TASK REQUIREMENTS: From the listing below, rewrite the lines starting at the one containing "ramekin, one line per instance." and ending with the one containing "(1154, 550)", swapping "Quickstart" for "Usage" and keeping everything else unchanged. Leave the pictures out of your output.
RECORDS SHOWN start
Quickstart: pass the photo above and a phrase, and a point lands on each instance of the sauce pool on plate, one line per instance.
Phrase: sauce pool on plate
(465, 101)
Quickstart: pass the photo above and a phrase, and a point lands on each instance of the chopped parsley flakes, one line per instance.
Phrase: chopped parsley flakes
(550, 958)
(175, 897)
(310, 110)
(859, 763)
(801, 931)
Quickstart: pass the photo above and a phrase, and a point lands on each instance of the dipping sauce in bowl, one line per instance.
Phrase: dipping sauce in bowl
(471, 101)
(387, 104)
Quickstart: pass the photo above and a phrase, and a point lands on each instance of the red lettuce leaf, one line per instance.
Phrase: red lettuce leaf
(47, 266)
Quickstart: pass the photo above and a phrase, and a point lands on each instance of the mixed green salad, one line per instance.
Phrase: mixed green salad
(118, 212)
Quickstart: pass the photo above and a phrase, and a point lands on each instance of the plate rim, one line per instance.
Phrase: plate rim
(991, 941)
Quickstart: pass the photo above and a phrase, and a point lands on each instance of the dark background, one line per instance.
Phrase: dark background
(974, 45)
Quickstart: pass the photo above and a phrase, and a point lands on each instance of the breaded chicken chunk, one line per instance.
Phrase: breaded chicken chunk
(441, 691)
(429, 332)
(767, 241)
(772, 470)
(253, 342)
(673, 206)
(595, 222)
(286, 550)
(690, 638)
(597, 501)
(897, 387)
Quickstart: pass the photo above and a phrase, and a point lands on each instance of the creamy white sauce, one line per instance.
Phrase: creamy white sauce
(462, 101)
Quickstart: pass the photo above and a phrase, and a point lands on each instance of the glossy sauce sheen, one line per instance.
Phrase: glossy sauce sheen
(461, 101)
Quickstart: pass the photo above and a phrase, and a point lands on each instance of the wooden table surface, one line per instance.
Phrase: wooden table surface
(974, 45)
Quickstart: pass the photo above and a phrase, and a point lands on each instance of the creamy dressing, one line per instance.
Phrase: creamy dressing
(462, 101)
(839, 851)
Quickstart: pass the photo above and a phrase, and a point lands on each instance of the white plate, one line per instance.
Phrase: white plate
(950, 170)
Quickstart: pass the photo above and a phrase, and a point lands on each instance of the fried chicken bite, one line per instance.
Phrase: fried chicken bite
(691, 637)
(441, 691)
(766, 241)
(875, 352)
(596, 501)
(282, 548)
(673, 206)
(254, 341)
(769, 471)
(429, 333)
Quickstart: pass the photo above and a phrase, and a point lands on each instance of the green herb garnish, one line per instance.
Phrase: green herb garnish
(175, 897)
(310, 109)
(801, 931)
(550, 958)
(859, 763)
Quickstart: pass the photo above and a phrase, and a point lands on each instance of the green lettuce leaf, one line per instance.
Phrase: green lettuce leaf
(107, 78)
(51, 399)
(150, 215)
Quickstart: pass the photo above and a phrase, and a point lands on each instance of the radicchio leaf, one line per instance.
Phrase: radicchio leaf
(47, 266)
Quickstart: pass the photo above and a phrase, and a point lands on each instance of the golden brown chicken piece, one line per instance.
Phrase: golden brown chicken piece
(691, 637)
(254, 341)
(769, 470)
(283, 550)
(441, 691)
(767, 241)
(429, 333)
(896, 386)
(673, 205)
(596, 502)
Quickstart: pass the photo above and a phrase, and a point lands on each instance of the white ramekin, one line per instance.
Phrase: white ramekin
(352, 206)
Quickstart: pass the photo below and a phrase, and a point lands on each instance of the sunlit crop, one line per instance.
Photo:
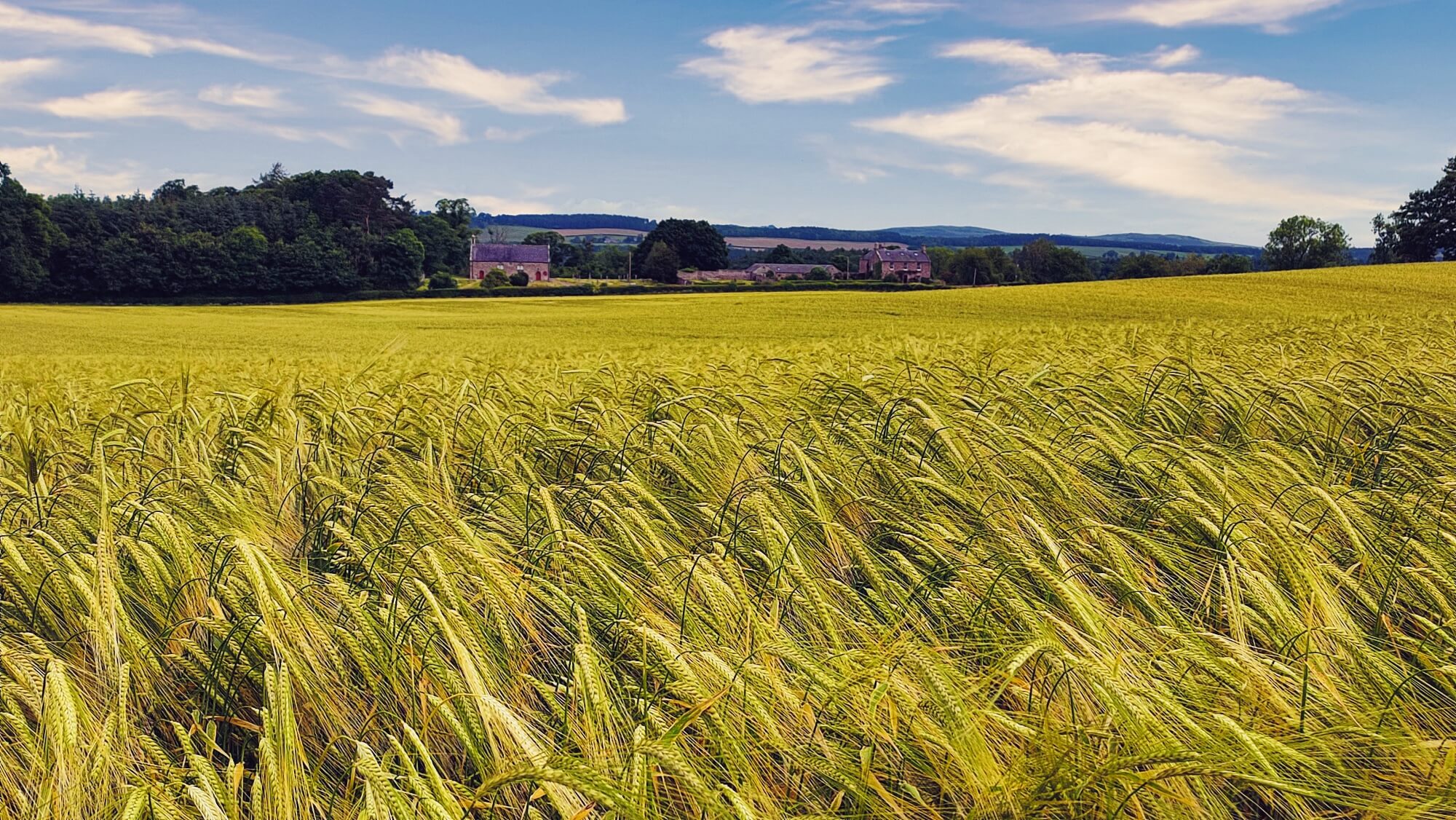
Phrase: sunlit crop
(1158, 563)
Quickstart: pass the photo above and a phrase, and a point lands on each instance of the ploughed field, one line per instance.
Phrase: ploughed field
(1154, 550)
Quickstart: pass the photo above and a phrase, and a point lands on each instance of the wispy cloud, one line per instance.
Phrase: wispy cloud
(790, 65)
(139, 104)
(15, 72)
(445, 127)
(1183, 135)
(52, 171)
(497, 135)
(1216, 12)
(264, 98)
(515, 94)
(78, 33)
(422, 69)
(892, 7)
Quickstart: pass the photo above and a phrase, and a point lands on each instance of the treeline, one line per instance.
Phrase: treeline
(1043, 261)
(1425, 228)
(1040, 261)
(567, 222)
(583, 260)
(330, 232)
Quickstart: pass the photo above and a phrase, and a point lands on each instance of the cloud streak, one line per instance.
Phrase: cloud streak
(419, 69)
(513, 94)
(445, 127)
(15, 72)
(119, 106)
(76, 33)
(790, 65)
(1179, 135)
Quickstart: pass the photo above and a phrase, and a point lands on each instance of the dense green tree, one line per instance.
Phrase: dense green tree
(245, 253)
(1042, 261)
(458, 213)
(975, 267)
(401, 261)
(350, 199)
(563, 253)
(611, 263)
(28, 238)
(175, 192)
(1144, 267)
(662, 264)
(1422, 228)
(784, 256)
(695, 244)
(1307, 243)
(448, 251)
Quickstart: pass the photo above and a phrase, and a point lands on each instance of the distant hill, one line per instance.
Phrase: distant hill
(956, 237)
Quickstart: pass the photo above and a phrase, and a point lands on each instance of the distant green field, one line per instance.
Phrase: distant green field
(1150, 550)
(44, 342)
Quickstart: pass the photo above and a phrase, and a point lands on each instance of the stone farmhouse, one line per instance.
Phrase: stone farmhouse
(531, 260)
(906, 266)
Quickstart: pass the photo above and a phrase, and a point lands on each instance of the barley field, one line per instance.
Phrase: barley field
(1147, 550)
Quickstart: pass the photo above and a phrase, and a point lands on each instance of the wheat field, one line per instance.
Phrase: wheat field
(1150, 550)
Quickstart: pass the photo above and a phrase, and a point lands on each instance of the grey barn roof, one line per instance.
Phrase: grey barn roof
(510, 254)
(899, 256)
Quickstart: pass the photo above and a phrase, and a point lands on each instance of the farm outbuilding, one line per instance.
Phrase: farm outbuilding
(531, 260)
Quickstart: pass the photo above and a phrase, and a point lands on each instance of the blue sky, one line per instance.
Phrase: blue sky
(1203, 117)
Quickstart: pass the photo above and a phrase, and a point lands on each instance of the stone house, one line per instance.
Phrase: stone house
(531, 260)
(906, 266)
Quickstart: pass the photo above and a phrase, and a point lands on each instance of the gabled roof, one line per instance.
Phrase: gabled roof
(510, 254)
(898, 256)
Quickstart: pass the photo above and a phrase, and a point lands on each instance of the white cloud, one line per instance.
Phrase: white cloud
(50, 171)
(132, 104)
(1173, 58)
(493, 205)
(893, 7)
(14, 72)
(245, 97)
(1183, 135)
(47, 133)
(76, 33)
(790, 65)
(515, 94)
(1020, 56)
(136, 104)
(497, 135)
(426, 69)
(1216, 12)
(446, 127)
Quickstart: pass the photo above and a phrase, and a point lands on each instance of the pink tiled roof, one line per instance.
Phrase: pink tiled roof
(510, 254)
RECORDS SHOWN end
OUTPUT FOR THIS EXERCISE:
Usage: pass the photo above and a phrase, and a point lands on each instance of the white ramekin, one line per instance.
Phrase: white ramekin
(352, 206)
Usage: pass the photo below and a phrase, and a point lands on each instance of the sunlit crop, one line per instance.
Photo:
Phrase: sunlit crop
(1158, 563)
Usage: pass the photo above and a phrase, and a point lands on each instance of the ploughed field, one line per instance.
Phrase: ploughed field
(1154, 550)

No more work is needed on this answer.